• Goals:
- a) From the article on ISIS and human trafficking, list every measure Gunaratna called for to curb trafficking in human beings.
- b) Write the next few sentences of the article on ISIS and human trafficking, picking up after its last sentence.

• Document:
-- START --
Dr Rohan Gunaratna of the Nanyang Technological University of Singapore said that Islamic State Group (ISIS), which has emerged as the largest terror organisation of the decade, thrives on its association with international human trafficking networks that smuggle thousands into Syria, Iraq and other conflict areas.
He pointed out that ISIS is expanding internationally by smuggling foreign fighters whose total number is estimated at approximately 21,000, including even graduates of international universities.
Gunaratna called for curbing trafficking in human beings through effective partnership among countries and creating a"common database by involving anti-trafficking officers from those countries".
He also called for exchange of expertise among countries, establishment of joint operations and advanced training for those engaged in the field.
Speaking at a panel discussion on multiple criminal activities and smuggling of migrants, Spanish security expert Alvaro Rod Riggis Gaia (Europol Centre) said that 45 percent of the terrorist groups in the European Union have links with other criminal activities and 50 percent of the financing of criminal operations is done through cash payments and hawala system.
-- END --
• Rows:
-- START --
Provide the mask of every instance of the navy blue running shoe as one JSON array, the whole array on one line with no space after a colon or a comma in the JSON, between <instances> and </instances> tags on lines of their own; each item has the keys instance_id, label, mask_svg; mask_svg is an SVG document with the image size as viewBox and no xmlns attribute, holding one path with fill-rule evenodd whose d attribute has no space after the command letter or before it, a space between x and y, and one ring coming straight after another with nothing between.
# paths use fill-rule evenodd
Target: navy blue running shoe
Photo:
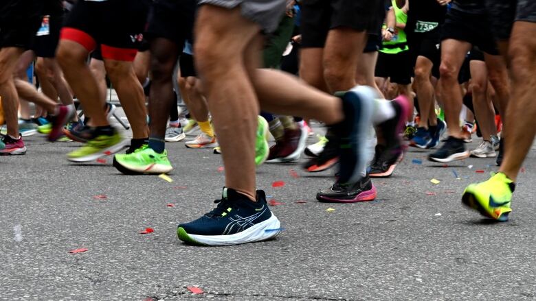
<instances>
[{"instance_id":1,"label":"navy blue running shoe","mask_svg":"<svg viewBox=\"0 0 536 301\"><path fill-rule=\"evenodd\" d=\"M224 187L221 200L214 203L218 206L210 213L179 225L179 239L196 245L231 245L268 240L281 232L262 190L257 191L257 202L252 202Z\"/></svg>"}]
</instances>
-- END --
• Task answers:
- a)
- Effective partnership among countries
- Creating a common database by involving anti-trafficking officers from those countries
- Exchange of expertise among countries
- Establishment of joint operations
- Advanced training for those engaged in the field

- b)
He noted that the multiple criminal activities needed a cross-border response and support for airport law enforcement authorities, referring to the terrorist attacks in the European Union.
He said that he established a special centre to combat human trafficking and terrorism in 2016.
Michael Calvo from the Department of Homeland Security of the United States said that those engaged in human trafficking often seek unauthorised access to financial institutions by requesting services to send financial transactions to accounts in the areas where criminals live.